━━ INPUT

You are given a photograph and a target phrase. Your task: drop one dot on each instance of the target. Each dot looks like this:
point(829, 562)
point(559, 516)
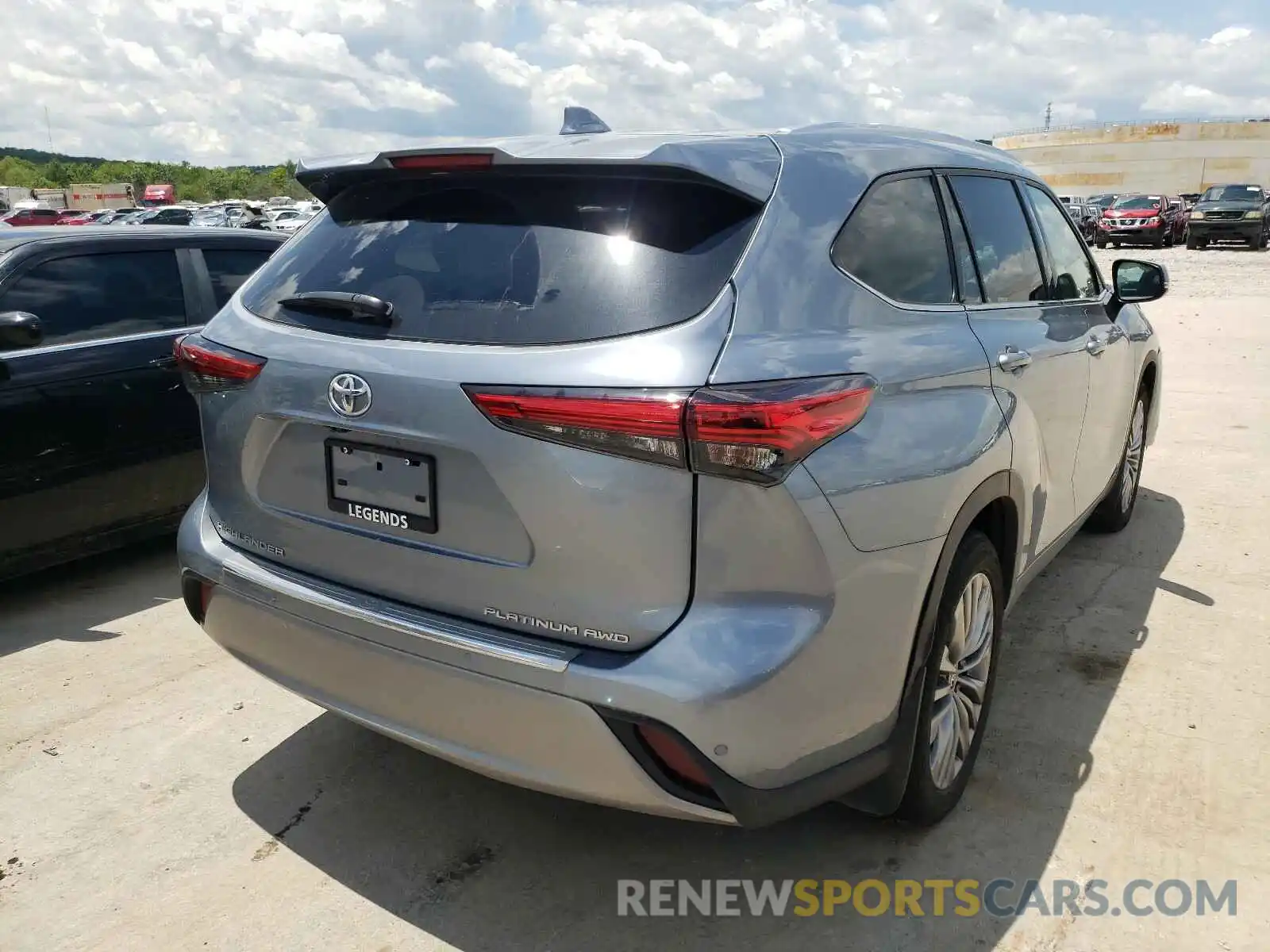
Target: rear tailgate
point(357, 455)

━━━━
━━ INPUT

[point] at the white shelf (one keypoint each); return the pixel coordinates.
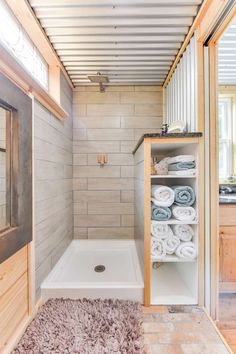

━━━━

INSTRUCTIONS TO FOLLOW. Arrange the records from the line with "You are given" to the line with "point(357, 455)" as a Markdown table with the columns Row and Entry, numbering each line and skipping blank lines. Leave the pictures out of the table.

COMPLETE RESPONSE.
| Row | Entry |
|---|---|
| 1 | You are given a photograph and a target phrase. Your task: drop one dot on each instance of the target. Each dot looks like this: |
| 2 | point(829, 562) |
| 3 | point(559, 516) |
| 4 | Target: rear tailgate |
| 5 | point(357, 455) |